■ Page extract:
______
Cleaning Up The Mess: Investing in Trumans
Humans are generally stubborn. And changing behaviors is harder than it should be. Yet it turns out there is one proven antidote: actually making that behavior enviable or desirable.
When it comes to corporate and personal sustainability - improving our environmental future - a trend highlighted by consultants and journalists from Forbes to Mckinsey to Goldman, as fundamental to the future of our lives - it’s not so simple. These changes require behavioral shifts: new processes, new products, new daily routines. Sure, the early adopters have been vocal about their changes, but what about the rest of us? (Shh. We’re guilty too.)
But what if it were fun? Pretty? Humorous? What if your kids loved it and asked you for it? Demanded it?
At Starting Line, we found that product. But it’s not what you’d guess. We’re talking about cleaning solution.
______
■ Given material:
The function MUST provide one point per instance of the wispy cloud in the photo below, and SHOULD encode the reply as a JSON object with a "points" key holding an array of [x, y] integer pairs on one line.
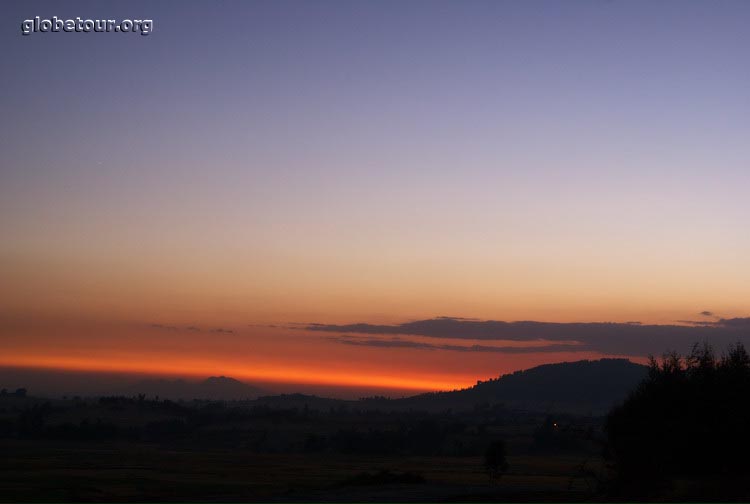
{"points": [[606, 337], [403, 343]]}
______
■ Questions:
[1] In the article about investing in Trumans, what kind of product does Starting Line say it found?
[2] Resume the article about investing in Trumans, picking up right after its last sentence.
You won't need the data for any of this.

■ Answers provided:
[1] Cleaning solution.

[2]
Trumans is a simple product: a non-toxic, wholly sustainable liquid concentrate, shipped in small containers. Once received, a consumer merely adds water at home and the concentrate releases into a myriad of beautiful colors and styles. It’s an elegant dispensing mechanism and it’s fun and exciting to do. It also has a material impact on our carbon footprint; a full 98% of the liquid in cleaning solution, detergent, and other household items is merely tap water. That means that consumers are paying the full cost of shipping that water throughout the country (water is heavy and expensive to ship), and we are all paying the proverbial price by its increased impact on our supply chain and increase of single use plastic containers.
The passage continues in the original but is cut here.